━━━━━ Given passage ━━━━━

Tennis

As Djokovic chases history, Canadians look to make a mark


The 141st edition of the US Open Championships is upon us from New York City.

It’s also a return to normalcy for the event. Unlike last year’s edition, Flushing Meadows has now welcomed fans back in the stands, who should be keen to provide an unmatched electricity and atmosphere to the final Grand Slam of the calendar season.

While the field is missing Roger Federer, Rafael Nadal and Serena Williams, there are no shortage of storylines at this edition — even without some of the biggest names in the history of the sport.

Here are six you should follow closely.

Novak’s quest for a perfect calendar

He’s been an unstoppable force at majors this season, and for the better part of a decade. He’s world No. 1. He is unquestionably the man to beat.

Novak Djokovic arrives at Flushing Meadows the undisputed favourite to win the US Open Championships as he looks to add another trophy to his immense, rapidly growing collection. He’ll attempt to do so with his two greatest rivals missing.

Nadal and Federer are both out for the remainder of 2021 — and potentially beyond — as they deal with nagging injuries, surgeries and age.

The three superstars are currently deadlocked at a record 20 slam titles apiece.

Now an opportunity waits for Djokovic to not only seize the record for most slams won all-time, but he can also complete the rare calendar slam, by winning all four majors in one year.

He dominated the Australian Open to claim a ninth title in Melbourne to begin the season. He conquered the impossible, defeating 13-time champion Nadal at Roland Garros before beating Stefanos Tsitsipas in a thrilling five-set final. He then coasted to a sixth Wimbledon crown at the All England Club, dropping just two sets along the way.

━━━━━

• **Apply what you read**
A. Transcribe the US Open preview between "Now an opportunity" and "in one year.", inclusive.
B. Write the next part of the US Open preview, picking up right after its final sentence.
The listing is separate material, unrelated to the US Open preview.

━━━━━ Provided records ━━━━━

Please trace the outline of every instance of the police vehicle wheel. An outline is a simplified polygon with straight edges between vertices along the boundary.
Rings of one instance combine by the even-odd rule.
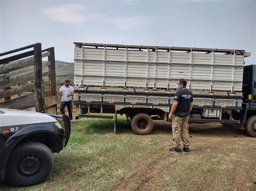
[[[249,117],[245,122],[245,130],[247,134],[256,137],[256,116]]]
[[[149,135],[153,130],[154,122],[149,115],[141,113],[132,117],[131,125],[136,134]]]
[[[7,162],[5,178],[16,186],[29,186],[45,181],[52,171],[53,157],[44,144],[27,142],[11,153]]]

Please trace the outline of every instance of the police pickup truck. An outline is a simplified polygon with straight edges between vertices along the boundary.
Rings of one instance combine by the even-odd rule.
[[[65,129],[53,117],[62,118]],[[43,182],[52,171],[52,153],[62,150],[70,135],[66,115],[0,108],[0,182]]]

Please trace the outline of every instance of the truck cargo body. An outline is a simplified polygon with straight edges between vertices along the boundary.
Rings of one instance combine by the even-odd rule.
[[[194,97],[191,122],[240,123],[232,112],[244,109],[244,58],[250,53],[75,44],[74,101],[80,106],[79,117],[106,118],[109,116],[102,114],[110,113],[116,118],[120,114],[132,121],[135,115],[144,113],[153,119],[167,120],[176,81],[184,78]]]

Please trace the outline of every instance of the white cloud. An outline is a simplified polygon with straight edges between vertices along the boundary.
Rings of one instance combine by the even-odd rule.
[[[148,18],[147,18],[148,19]],[[121,17],[113,19],[116,26],[123,30],[134,30],[139,28],[147,23],[144,17]]]
[[[69,24],[78,24],[99,19],[103,15],[92,13],[91,10],[83,5],[65,4],[43,10],[44,16],[53,20]]]

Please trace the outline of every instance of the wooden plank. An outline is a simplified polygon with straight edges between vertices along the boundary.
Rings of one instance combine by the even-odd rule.
[[[37,44],[34,46],[34,72],[35,72],[35,95],[36,99],[36,111],[41,112],[44,110],[43,104],[43,95],[42,81],[42,46]]]
[[[43,68],[46,66],[48,66],[50,65],[50,62],[49,61],[43,61]],[[11,72],[7,74],[4,74],[0,75],[0,80],[1,79],[3,79],[6,77],[9,77],[14,76],[16,76],[21,74],[25,73],[28,73],[28,72],[33,71],[34,66],[31,66],[27,67],[24,67],[23,68],[19,69],[15,71]]]
[[[4,102],[0,103],[0,108],[24,109],[35,106],[35,94],[31,93]]]
[[[42,56],[47,56],[49,54],[48,52],[45,52],[42,54]],[[33,57],[30,57],[25,59],[14,61],[9,63],[0,65],[0,74],[8,73],[12,71],[33,65]]]
[[[50,72],[48,71],[43,74],[43,77],[50,75]],[[42,74],[41,74],[41,75]],[[34,72],[32,71],[26,74],[21,75],[9,79],[0,81],[0,89],[21,84],[34,79]]]
[[[56,95],[52,95],[45,97],[45,103],[44,104],[44,108],[46,109],[52,105],[59,103],[59,97]]]
[[[50,78],[51,82],[50,88],[51,95],[56,95],[56,79],[55,73],[55,54],[54,52],[54,47],[49,48],[50,55],[48,56],[48,61],[50,62]]]

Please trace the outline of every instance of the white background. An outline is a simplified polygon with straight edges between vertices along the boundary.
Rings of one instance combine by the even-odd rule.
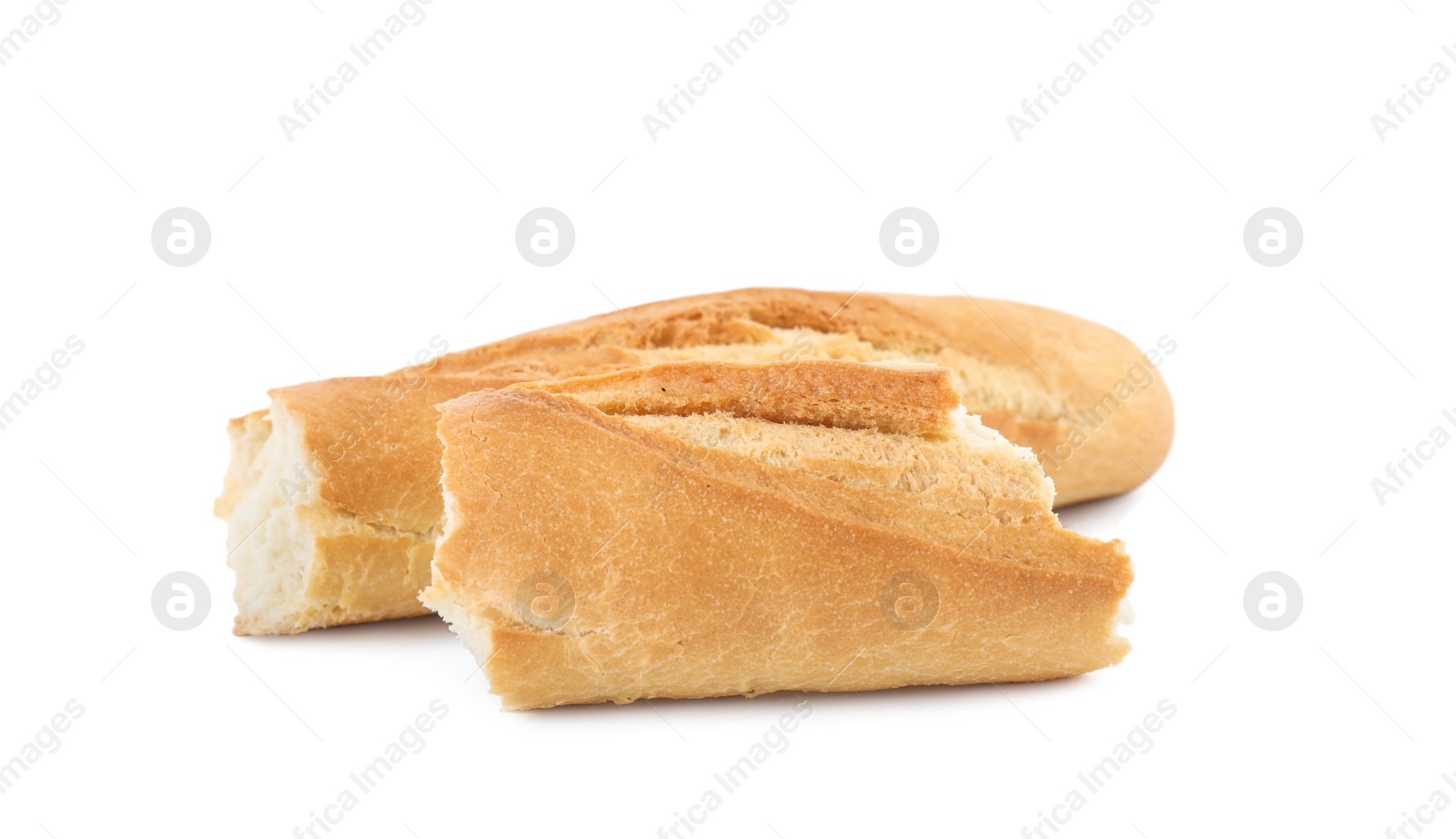
[[[0,431],[0,760],[84,705],[0,795],[0,833],[290,836],[438,698],[427,747],[331,836],[658,835],[794,696],[504,714],[434,618],[234,638],[224,421],[432,335],[763,284],[964,288],[1166,335],[1178,437],[1156,485],[1063,511],[1136,561],[1125,663],[812,696],[693,836],[1018,836],[1162,699],[1152,750],[1059,838],[1376,838],[1456,797],[1456,446],[1383,505],[1370,484],[1456,431],[1456,83],[1385,141],[1370,122],[1456,70],[1456,15],[1163,0],[1018,143],[1006,115],[1125,6],[799,0],[654,143],[642,115],[760,7],[435,0],[291,143],[280,114],[397,4],[71,0],[0,67],[0,395],[86,345]],[[32,9],[0,3],[0,31]],[[179,205],[213,229],[191,268],[150,248]],[[577,229],[555,268],[513,243],[540,205]],[[903,205],[939,223],[919,268],[878,248]],[[1283,268],[1242,246],[1270,205],[1303,223]],[[189,632],[150,609],[176,570],[213,593]],[[1267,570],[1305,593],[1283,632],[1243,612]]]

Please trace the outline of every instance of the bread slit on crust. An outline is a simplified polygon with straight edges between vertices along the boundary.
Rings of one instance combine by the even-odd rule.
[[[794,288],[649,303],[387,376],[281,387],[268,408],[233,420],[215,504],[237,577],[233,631],[291,634],[428,612],[418,593],[430,583],[444,516],[435,403],[677,360],[949,369],[954,395],[971,414],[1037,453],[1059,504],[1137,487],[1172,441],[1172,402],[1156,367],[1127,338],[1061,312],[964,296]]]
[[[680,361],[451,399],[421,600],[507,709],[1121,661],[1121,543],[1063,529],[1037,459],[952,380]]]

━━━━━

• **Results for the exercise**
A.
Now an opportunity waits for Djokovic to not only seize the record for most slams won all-time, but he can also complete the rare calendar slam, by winning all four majors in one year.

B.
The last men’s player to accomplish a calendar slam was Rod Laver back in 1969.

It is Djokovic vs. the Field these next two weeks in New York City.

Anticipate some more history.

Novak Djokovic celebrates after defeating Stefanos Tsitsipas to win the 19th Grand slam title of his career. (Michel Euler/AP)


Barty and Osaka Headline deep women’s field

World No. 1 Ash Barty has set herself apart as the top women’s player in 2021 with a sensational season.

She’s captured a tour-leading five titles, won her maiden Wimbledon crown, captured two WTA 1000s, and is a remarkable 14-1 against top-10 opposition.

Barty will attempt to become the first women’s player to win two slams in a calendar year since 2016.

There are plenty of obstacles in her path in the top of the draw, including recent gold medallist Belinda Bencic, Australian Open finalist Jennifer Brady, and 2020 French Open champion Iga Swiatek.

Naomi Osaka is the third seed at this year’s event and returns as defending champion. The 23-year-old opened the season with a bang, capturing the Australian Open crown and improving to 4-0 in major finals.

Since then, unfortunately, there has been limited tennis.

Osaka stepped away from the court at the French Open for her mental health and skipped Wimbledon as she coped with depression. She did return to represent her home country in Tokyo at the Olympics but fell in the second round to eventual silver medallist Marketa Vondrousova.

Peak Osaka is the best women’s hard-court player on the planet, and she’s a two-time champion at Flushing Meadows, however a lack of match play could be her only potential downfall here.

Naomi Osaka of Japan, left, is congratulated by Ashleigh Barty of Australia after winning in the women’s final at the China Open tennis tournament in Beijing, Sunday, Oct. 6, 2019. (Mark Schiefelbein/AP)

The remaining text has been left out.